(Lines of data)
>>>>>

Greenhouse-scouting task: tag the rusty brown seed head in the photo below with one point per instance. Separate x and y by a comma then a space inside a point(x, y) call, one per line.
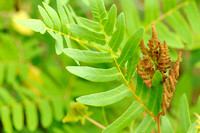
point(156, 57)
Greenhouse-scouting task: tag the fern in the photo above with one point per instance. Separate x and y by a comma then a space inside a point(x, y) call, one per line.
point(102, 41)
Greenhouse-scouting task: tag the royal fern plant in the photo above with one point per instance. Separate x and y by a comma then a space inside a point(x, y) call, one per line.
point(142, 66)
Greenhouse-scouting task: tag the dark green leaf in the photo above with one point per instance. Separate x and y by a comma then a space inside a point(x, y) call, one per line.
point(110, 22)
point(33, 24)
point(87, 34)
point(105, 98)
point(31, 116)
point(125, 119)
point(90, 24)
point(2, 73)
point(146, 125)
point(54, 16)
point(132, 16)
point(118, 35)
point(88, 56)
point(58, 109)
point(6, 97)
point(6, 119)
point(131, 47)
point(18, 116)
point(63, 15)
point(45, 113)
point(46, 17)
point(166, 126)
point(95, 74)
point(98, 10)
point(192, 13)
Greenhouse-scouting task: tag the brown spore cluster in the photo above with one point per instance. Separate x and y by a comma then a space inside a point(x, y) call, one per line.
point(156, 57)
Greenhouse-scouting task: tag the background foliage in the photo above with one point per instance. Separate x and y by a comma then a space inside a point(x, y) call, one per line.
point(36, 89)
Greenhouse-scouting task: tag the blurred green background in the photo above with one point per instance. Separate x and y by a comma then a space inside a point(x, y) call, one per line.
point(35, 86)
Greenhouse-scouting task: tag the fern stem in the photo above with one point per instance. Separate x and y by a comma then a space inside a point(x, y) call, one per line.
point(77, 40)
point(163, 16)
point(123, 77)
point(94, 122)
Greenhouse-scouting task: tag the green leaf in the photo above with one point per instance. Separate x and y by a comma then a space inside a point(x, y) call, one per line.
point(118, 35)
point(165, 35)
point(192, 13)
point(131, 47)
point(105, 98)
point(63, 15)
point(45, 113)
point(169, 4)
point(132, 64)
point(146, 125)
point(33, 24)
point(88, 56)
point(198, 106)
point(95, 74)
point(76, 18)
point(98, 10)
point(90, 24)
point(184, 114)
point(87, 34)
point(166, 126)
point(178, 23)
point(6, 119)
point(156, 94)
point(110, 22)
point(6, 97)
point(2, 70)
point(193, 128)
point(11, 73)
point(54, 16)
point(141, 89)
point(31, 116)
point(125, 119)
point(59, 44)
point(58, 109)
point(132, 16)
point(151, 10)
point(18, 116)
point(23, 71)
point(46, 17)
point(71, 20)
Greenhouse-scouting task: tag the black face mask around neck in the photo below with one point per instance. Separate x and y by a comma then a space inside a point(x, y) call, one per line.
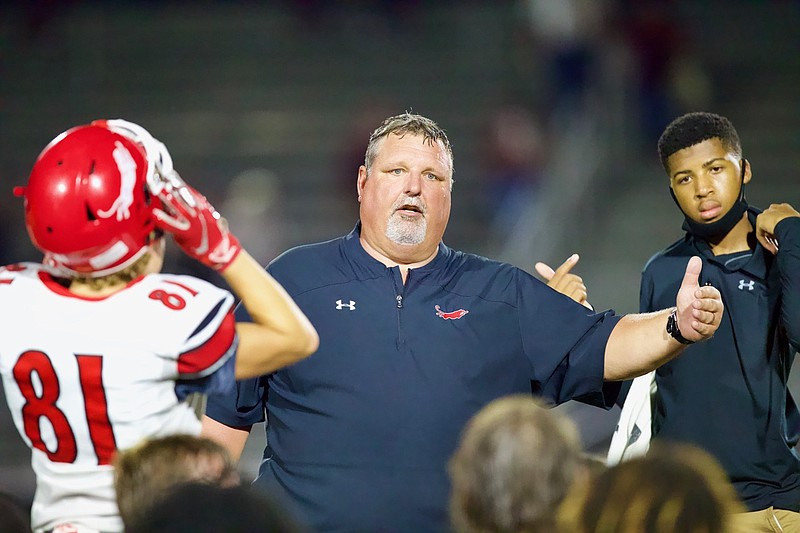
point(721, 226)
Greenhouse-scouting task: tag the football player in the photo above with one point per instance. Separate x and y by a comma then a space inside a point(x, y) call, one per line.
point(99, 348)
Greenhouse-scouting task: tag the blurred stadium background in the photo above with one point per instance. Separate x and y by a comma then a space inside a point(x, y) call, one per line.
point(553, 108)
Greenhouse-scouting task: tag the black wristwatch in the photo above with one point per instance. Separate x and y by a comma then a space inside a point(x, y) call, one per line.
point(672, 328)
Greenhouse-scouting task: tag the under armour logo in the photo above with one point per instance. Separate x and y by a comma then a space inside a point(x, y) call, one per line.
point(341, 305)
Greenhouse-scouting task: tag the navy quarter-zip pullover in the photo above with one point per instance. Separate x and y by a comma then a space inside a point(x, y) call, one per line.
point(359, 434)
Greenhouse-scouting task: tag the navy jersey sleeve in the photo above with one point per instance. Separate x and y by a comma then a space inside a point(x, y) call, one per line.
point(788, 234)
point(645, 306)
point(239, 406)
point(565, 343)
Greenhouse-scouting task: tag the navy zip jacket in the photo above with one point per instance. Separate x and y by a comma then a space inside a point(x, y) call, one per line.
point(728, 394)
point(359, 434)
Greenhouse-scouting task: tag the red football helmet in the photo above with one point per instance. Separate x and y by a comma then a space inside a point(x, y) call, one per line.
point(87, 203)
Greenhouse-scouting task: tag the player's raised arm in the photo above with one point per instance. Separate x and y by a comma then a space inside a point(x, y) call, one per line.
point(280, 333)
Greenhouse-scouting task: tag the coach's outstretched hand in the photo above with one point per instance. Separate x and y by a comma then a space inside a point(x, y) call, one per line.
point(564, 281)
point(196, 226)
point(700, 309)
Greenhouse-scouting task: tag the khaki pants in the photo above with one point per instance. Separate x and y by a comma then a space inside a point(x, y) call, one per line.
point(768, 520)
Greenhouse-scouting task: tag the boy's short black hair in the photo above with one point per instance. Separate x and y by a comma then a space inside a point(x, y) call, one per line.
point(692, 128)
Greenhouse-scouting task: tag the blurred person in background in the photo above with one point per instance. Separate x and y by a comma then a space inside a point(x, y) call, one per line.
point(674, 489)
point(209, 508)
point(515, 462)
point(145, 473)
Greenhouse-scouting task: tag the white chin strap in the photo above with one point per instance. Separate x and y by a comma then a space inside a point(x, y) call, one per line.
point(160, 171)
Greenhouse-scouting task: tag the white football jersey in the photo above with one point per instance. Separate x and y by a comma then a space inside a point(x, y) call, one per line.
point(84, 377)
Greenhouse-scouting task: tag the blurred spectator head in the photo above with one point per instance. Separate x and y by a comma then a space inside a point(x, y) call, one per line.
point(515, 462)
point(673, 489)
point(203, 508)
point(146, 473)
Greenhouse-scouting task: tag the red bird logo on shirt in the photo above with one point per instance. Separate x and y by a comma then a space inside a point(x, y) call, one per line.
point(450, 315)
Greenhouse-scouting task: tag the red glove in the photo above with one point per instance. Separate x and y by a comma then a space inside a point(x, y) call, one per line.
point(195, 225)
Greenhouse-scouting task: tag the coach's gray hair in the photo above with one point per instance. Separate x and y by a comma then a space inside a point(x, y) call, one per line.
point(401, 125)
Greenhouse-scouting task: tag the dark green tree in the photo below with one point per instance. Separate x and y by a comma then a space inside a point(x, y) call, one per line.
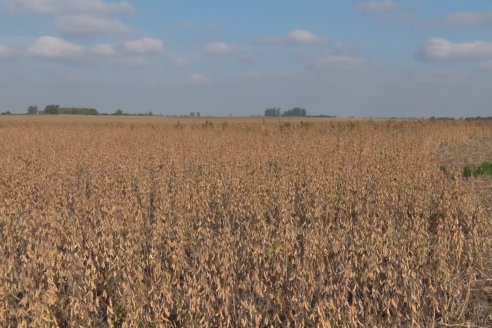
point(32, 110)
point(296, 111)
point(272, 112)
point(51, 109)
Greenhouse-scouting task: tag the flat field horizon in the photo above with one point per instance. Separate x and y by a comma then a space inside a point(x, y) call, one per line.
point(128, 221)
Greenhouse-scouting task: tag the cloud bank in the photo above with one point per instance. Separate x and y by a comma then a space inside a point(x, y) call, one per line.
point(297, 36)
point(440, 49)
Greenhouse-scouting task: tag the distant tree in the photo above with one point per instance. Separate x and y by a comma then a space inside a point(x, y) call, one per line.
point(32, 110)
point(51, 109)
point(272, 112)
point(296, 111)
point(77, 111)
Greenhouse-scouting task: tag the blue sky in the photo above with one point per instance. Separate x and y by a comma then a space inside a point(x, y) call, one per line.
point(345, 58)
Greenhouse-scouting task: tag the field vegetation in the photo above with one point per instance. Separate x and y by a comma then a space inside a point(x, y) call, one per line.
point(153, 222)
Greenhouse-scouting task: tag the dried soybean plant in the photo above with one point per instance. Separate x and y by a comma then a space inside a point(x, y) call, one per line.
point(246, 223)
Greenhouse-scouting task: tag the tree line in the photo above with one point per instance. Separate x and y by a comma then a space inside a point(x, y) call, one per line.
point(296, 111)
point(56, 109)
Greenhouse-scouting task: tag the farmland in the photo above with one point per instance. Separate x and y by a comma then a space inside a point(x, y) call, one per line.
point(159, 222)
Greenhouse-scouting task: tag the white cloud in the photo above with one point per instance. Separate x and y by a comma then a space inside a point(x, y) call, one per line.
point(198, 79)
point(303, 36)
point(297, 36)
point(441, 49)
point(335, 62)
point(6, 52)
point(144, 46)
point(377, 7)
point(465, 19)
point(105, 50)
point(55, 48)
point(180, 61)
point(86, 25)
point(54, 7)
point(218, 48)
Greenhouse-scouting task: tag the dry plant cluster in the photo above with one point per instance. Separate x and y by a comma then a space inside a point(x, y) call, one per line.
point(245, 223)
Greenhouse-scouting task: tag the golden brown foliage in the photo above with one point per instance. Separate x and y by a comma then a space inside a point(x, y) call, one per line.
point(153, 222)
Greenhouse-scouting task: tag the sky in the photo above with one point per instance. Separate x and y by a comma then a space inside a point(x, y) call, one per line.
point(346, 58)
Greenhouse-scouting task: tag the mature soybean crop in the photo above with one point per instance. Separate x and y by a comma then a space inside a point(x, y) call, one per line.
point(240, 223)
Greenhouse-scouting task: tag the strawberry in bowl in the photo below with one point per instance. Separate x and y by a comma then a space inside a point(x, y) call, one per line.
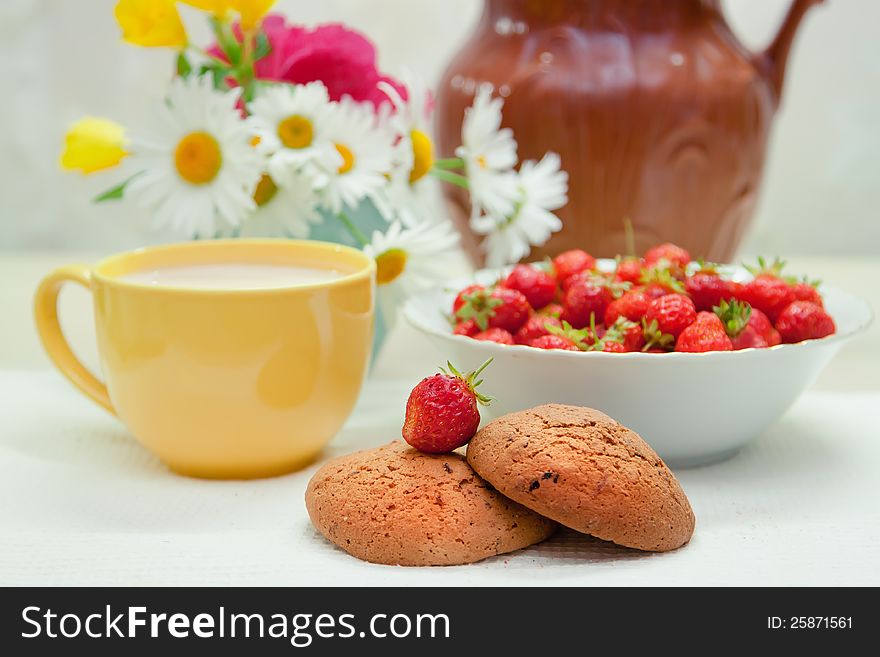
point(698, 358)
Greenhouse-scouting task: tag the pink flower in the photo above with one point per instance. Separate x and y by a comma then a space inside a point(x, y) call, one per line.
point(343, 59)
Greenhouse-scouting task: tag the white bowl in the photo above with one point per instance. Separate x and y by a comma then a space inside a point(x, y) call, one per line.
point(691, 408)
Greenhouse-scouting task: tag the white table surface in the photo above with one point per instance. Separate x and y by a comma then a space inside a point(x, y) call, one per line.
point(82, 503)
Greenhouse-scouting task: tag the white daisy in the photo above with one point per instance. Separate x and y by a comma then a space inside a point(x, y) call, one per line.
point(412, 259)
point(542, 187)
point(489, 154)
point(362, 159)
point(283, 210)
point(291, 122)
point(410, 191)
point(198, 171)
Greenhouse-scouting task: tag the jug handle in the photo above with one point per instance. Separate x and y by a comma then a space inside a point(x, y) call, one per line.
point(771, 62)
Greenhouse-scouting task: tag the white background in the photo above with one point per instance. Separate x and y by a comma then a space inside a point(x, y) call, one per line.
point(61, 59)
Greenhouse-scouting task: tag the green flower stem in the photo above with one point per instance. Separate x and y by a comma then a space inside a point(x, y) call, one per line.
point(449, 163)
point(451, 177)
point(355, 232)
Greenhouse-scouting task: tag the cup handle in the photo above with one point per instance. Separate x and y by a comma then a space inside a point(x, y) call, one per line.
point(46, 316)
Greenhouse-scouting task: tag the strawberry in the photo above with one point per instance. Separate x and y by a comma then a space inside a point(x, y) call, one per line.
point(676, 256)
point(655, 291)
point(584, 300)
point(468, 327)
point(767, 293)
point(590, 294)
point(804, 320)
point(497, 307)
point(551, 341)
point(749, 338)
point(672, 312)
point(537, 285)
point(734, 315)
point(633, 305)
point(584, 339)
point(806, 291)
point(461, 297)
point(494, 335)
point(629, 270)
point(661, 278)
point(706, 287)
point(747, 327)
point(535, 327)
point(655, 340)
point(442, 412)
point(705, 334)
point(610, 346)
point(572, 262)
point(551, 310)
point(763, 327)
point(628, 333)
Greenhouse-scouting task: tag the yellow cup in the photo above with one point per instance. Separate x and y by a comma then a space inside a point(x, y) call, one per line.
point(224, 383)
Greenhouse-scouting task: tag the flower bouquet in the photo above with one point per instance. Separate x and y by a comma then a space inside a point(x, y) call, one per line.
point(277, 130)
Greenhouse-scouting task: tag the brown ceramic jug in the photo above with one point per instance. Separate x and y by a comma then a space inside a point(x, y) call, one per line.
point(659, 114)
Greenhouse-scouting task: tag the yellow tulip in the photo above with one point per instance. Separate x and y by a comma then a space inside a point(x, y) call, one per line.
point(251, 11)
point(150, 23)
point(217, 7)
point(93, 144)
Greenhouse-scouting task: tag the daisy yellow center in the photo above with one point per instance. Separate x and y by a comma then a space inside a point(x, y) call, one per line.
point(296, 132)
point(390, 265)
point(347, 158)
point(423, 155)
point(265, 190)
point(198, 158)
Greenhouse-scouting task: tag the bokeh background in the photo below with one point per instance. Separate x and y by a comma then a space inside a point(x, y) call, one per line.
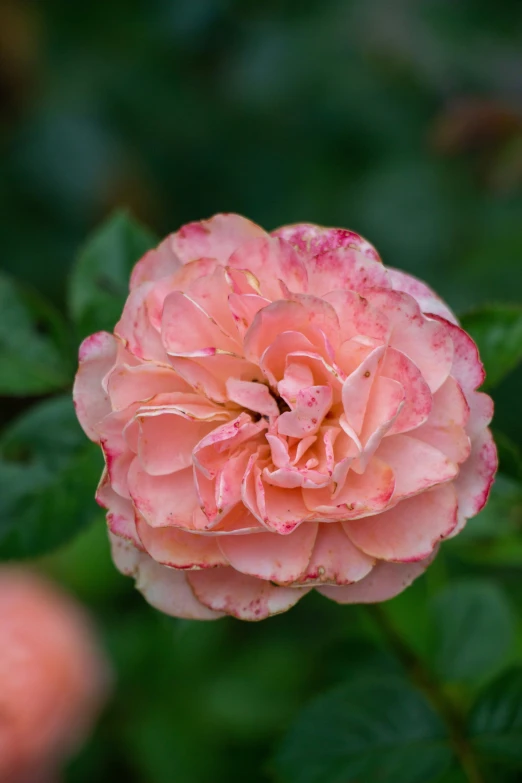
point(399, 119)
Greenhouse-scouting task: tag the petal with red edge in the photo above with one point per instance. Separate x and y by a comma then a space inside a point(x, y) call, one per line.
point(167, 439)
point(271, 259)
point(242, 596)
point(385, 581)
point(410, 530)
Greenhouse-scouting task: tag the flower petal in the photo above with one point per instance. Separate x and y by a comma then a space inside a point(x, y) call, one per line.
point(428, 301)
point(385, 581)
point(410, 530)
point(164, 500)
point(177, 549)
point(345, 268)
point(204, 336)
point(168, 590)
point(281, 559)
point(271, 259)
point(97, 356)
point(416, 465)
point(242, 596)
point(335, 559)
point(312, 239)
point(217, 237)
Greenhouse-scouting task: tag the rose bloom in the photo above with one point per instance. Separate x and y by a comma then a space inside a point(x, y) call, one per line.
point(53, 677)
point(281, 412)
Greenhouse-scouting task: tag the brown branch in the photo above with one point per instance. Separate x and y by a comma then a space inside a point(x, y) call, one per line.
point(424, 679)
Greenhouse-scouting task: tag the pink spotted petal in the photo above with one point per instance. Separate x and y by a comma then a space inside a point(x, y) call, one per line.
point(311, 406)
point(427, 342)
point(156, 264)
point(345, 268)
point(242, 596)
point(427, 299)
point(164, 500)
point(217, 237)
point(335, 559)
point(312, 240)
point(416, 465)
point(120, 512)
point(167, 440)
point(168, 590)
point(467, 369)
point(270, 260)
point(252, 396)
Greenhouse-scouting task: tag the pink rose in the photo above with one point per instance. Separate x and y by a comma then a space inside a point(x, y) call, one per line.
point(280, 412)
point(53, 678)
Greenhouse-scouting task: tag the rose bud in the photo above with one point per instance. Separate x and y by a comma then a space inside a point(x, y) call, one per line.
point(281, 412)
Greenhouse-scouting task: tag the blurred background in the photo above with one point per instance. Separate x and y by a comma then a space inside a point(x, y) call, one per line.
point(400, 119)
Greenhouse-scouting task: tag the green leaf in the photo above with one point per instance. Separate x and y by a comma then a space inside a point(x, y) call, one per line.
point(48, 472)
point(495, 723)
point(473, 629)
point(33, 352)
point(100, 278)
point(497, 330)
point(372, 729)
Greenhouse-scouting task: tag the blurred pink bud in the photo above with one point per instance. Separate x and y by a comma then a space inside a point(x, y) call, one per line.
point(53, 677)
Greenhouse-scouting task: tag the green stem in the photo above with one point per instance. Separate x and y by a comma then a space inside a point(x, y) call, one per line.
point(424, 679)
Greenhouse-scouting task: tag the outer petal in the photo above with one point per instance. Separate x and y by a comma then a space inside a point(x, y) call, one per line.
point(167, 590)
point(385, 581)
point(270, 556)
point(467, 368)
point(345, 268)
point(217, 237)
point(242, 596)
point(97, 356)
point(271, 259)
point(120, 513)
point(204, 337)
point(175, 548)
point(164, 500)
point(427, 299)
point(410, 530)
point(312, 240)
point(157, 263)
point(335, 559)
point(425, 341)
point(476, 476)
point(128, 384)
point(416, 465)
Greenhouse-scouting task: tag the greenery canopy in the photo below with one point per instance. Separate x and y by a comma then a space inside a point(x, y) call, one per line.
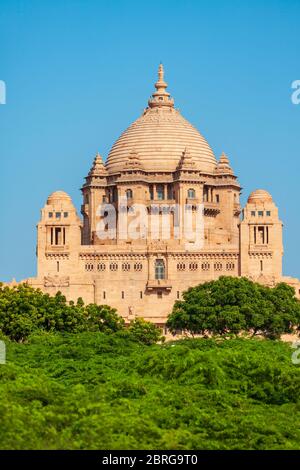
point(105, 391)
point(234, 305)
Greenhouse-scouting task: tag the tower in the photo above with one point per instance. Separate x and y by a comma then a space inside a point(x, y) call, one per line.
point(261, 247)
point(58, 236)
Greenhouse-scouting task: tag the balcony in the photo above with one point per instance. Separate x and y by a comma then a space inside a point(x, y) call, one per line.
point(160, 284)
point(84, 209)
point(237, 209)
point(211, 208)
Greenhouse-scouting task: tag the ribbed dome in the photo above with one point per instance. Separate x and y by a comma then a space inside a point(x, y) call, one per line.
point(260, 195)
point(58, 197)
point(159, 137)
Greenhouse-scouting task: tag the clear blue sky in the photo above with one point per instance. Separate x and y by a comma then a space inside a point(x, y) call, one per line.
point(78, 72)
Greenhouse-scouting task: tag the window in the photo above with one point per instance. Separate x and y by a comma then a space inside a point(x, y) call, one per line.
point(229, 266)
point(180, 266)
point(193, 266)
point(126, 267)
point(101, 267)
point(170, 192)
point(205, 266)
point(58, 236)
point(89, 267)
point(191, 193)
point(261, 235)
point(160, 191)
point(151, 192)
point(129, 194)
point(159, 269)
point(218, 266)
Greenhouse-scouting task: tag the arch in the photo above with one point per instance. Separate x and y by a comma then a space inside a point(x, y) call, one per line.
point(129, 193)
point(191, 193)
point(160, 270)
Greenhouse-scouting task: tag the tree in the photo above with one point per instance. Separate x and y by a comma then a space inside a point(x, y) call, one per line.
point(232, 305)
point(25, 310)
point(144, 331)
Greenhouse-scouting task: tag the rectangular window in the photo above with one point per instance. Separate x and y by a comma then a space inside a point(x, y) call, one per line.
point(261, 235)
point(57, 236)
point(160, 192)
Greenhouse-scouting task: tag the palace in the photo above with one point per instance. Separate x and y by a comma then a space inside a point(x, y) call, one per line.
point(160, 161)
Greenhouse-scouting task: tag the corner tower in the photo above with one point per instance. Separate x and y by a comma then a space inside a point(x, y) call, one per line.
point(261, 247)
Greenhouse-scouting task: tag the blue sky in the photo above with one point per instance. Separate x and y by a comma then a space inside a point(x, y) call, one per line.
point(79, 72)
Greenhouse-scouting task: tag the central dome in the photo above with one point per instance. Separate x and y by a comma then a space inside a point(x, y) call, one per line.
point(159, 137)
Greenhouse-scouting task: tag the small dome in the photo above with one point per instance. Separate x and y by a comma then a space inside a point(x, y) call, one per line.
point(260, 195)
point(159, 137)
point(57, 197)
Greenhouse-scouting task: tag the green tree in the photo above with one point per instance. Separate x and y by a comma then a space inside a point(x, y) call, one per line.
point(144, 331)
point(231, 305)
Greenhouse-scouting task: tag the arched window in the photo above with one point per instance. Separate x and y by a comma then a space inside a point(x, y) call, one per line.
point(160, 271)
point(191, 193)
point(160, 192)
point(129, 193)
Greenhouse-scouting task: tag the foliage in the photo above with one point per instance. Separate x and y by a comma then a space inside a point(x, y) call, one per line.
point(145, 332)
point(25, 310)
point(234, 305)
point(105, 391)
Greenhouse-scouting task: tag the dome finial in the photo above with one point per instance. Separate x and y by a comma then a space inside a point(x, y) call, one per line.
point(161, 72)
point(161, 97)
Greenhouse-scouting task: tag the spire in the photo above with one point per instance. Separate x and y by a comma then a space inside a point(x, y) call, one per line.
point(186, 162)
point(161, 97)
point(224, 165)
point(98, 168)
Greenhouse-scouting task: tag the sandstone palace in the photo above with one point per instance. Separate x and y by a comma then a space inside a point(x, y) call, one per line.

<<<<<

Copy the listing from its first line up to and including the line with "point(102, 41)", replacing "seed head" with "seed pod" and leaving everything else unchanged. Omit the pictures from your answer.

Greenhouse-scouting task: tag the rusty brown seed pod in the photo below with one point per instance. Separate x and y by a comma then a space inside a point(x, y) call, one per line.
point(156, 57)
Greenhouse-scouting task: tag the fern in the photo above with one point per instance. Separate x and y by a comma then a space inside a point(x, y) call, one per line.
point(102, 41)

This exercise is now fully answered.